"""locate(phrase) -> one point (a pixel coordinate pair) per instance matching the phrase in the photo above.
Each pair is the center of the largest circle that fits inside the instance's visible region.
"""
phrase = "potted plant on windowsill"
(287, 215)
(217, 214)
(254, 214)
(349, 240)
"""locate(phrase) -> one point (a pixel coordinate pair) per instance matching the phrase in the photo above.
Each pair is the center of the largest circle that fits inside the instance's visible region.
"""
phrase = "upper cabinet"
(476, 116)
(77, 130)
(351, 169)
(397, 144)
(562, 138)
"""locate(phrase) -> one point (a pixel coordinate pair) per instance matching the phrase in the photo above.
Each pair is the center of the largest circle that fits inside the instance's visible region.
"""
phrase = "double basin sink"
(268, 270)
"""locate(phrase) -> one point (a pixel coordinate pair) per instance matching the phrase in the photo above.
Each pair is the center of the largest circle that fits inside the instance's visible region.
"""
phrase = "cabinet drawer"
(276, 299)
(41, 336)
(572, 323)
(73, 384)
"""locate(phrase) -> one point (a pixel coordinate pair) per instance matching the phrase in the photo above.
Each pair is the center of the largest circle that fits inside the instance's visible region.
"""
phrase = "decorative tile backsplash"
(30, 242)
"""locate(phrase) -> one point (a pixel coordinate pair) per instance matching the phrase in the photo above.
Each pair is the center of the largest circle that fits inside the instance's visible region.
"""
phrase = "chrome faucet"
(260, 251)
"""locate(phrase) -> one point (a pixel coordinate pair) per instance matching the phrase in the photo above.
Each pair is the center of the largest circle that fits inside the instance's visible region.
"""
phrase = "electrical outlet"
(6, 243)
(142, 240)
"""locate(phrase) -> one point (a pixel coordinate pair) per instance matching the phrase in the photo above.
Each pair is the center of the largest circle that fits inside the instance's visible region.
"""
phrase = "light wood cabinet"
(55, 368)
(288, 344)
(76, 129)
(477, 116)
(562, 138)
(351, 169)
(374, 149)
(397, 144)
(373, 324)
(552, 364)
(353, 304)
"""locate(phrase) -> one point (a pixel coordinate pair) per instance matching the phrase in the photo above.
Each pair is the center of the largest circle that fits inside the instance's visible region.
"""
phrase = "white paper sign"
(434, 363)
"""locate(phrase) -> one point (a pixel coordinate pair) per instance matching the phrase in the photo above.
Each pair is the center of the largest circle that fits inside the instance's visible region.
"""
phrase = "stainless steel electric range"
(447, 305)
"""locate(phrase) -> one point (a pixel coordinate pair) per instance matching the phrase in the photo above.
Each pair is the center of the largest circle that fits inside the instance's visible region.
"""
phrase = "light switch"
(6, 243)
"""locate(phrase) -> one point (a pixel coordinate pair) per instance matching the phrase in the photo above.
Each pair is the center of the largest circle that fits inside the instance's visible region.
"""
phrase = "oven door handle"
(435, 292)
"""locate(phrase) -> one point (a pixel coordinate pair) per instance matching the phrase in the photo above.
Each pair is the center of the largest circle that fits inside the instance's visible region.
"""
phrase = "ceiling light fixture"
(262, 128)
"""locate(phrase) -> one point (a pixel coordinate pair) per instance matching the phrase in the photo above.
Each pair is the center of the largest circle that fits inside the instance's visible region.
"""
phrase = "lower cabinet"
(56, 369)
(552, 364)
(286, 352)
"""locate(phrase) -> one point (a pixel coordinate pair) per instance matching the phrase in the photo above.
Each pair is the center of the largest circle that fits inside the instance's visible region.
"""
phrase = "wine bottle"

**Short task**
Emit the full listing verbatim.

**Answer to this exercise**
"""locate(phrase) -> one point (a pixel coordinate pair) per instance matching the phrase in the photo above.
Each pair is the center of the largest circle that fits inside the instance's visible region.
"""
phrase = "potted plant on windowsill"
(287, 215)
(217, 214)
(254, 214)
(349, 240)
"""locate(phrase) -> one point (a pixel coordinate pair) per instance matching the phrase in the photo above.
Each pair is the center of the largest circle that fits inside the instance's visible region.
"""
phrase = "upper cabinet"
(476, 116)
(77, 130)
(351, 169)
(397, 144)
(562, 138)
"""locate(phrase) -> one point (a pixel coordinate pair) per instance matching the phrase in the photo above.
Each pair is the center of the largest circle that fits inside the instance's visible region.
"""
phrase = "double basin sink"
(268, 270)
"""locate(phrase) -> one point (a pixel coordinate pair) per instance matching the phrase in the photo above.
Each pair is the center of the largest circle that fits inside the instance's visible region.
"""
phrase = "cabinet drawer"
(276, 299)
(41, 336)
(572, 323)
(73, 384)
"""locate(phrase) -> one point (a pixel coordinate pair) per instance matching the phrase in the photo above.
Each pair is the center of the largest circle that fits inside the instance's visible region.
"""
phrase = "decorative tile backsplash"
(30, 242)
"""locate(phrase) -> one point (a pixel coordinate pair) per instance matching the phrase in the photo above.
Each pair is the center of the largest circle that fits inside the instance's visible region.
"""
phrase = "chrome faucet"
(260, 251)
"""locate(phrase) -> one point (a pixel coordinate pair) per instance matching the phrase in the photo above.
Each pair is the center of the largest circle that fits inside the instance's visible region.
"""
phrase = "electrical outlet"
(6, 243)
(142, 240)
"""locate(phrase) -> one point (a pixel coordinate pair) per instance matching the phrase in the photo above.
Each pair is the center of the largest circle that fits inside the instance's visible region.
"""
phrase = "light wood cabinet"
(55, 368)
(288, 344)
(76, 129)
(477, 116)
(562, 138)
(351, 169)
(374, 149)
(397, 144)
(373, 324)
(552, 364)
(353, 304)
"""locate(phrase) -> one point (a pixel coordinate pair) per instance matching the phrase in the photo above.
Each pair is the center of the largest circle that fits inside the instance's visible region.
"""
phrase = "white paper sign"
(434, 363)
"""locate(phrase) -> one point (a pixel coordinate pair) per instance matching the phrase in the photo above.
Each pair is the center of the largest circle that fits inside the instance's visible region.
"""
phrase = "stainless steel electric range"
(447, 305)
"""locate(phrase) -> one point (a pixel coordinate pair) per instance matching the phrase in the photo above.
Each pair is the center of the largest circle that fits inside the instance's visible region.
"""
phrase = "light switch"
(6, 243)
"""locate(phrase) -> one point (a pixel coordinate pair) per instance matching the phrase in the photo above.
Each pair is the center of the largest circle that fits inside the instance's visible region.
"""
phrase = "oven door handle"
(435, 292)
"""locate(phrase) -> one point (a pixel coordinate pair) per instance matching the phrase in the photo above.
Each pair is the center of the largest circle that fits inside the instance's visible region.
"""
phrase = "ceiling light fixture"
(262, 128)
"""locate(phrase) -> one point (a pixel coordinate pair) per instance matching the phrase in the photo above.
Each pair is the center of the largest circle that fits inside the instance's visible region.
"""
phrase = "lower cabinet"
(56, 369)
(552, 364)
(286, 352)
"""locate(phrase) -> one point (a pixel coordinate pair) per instance matching the phrase in the photo above.
Each pair is the center of the largest circle that fits inside the instance's visible region.
"""
phrase = "wine bottle"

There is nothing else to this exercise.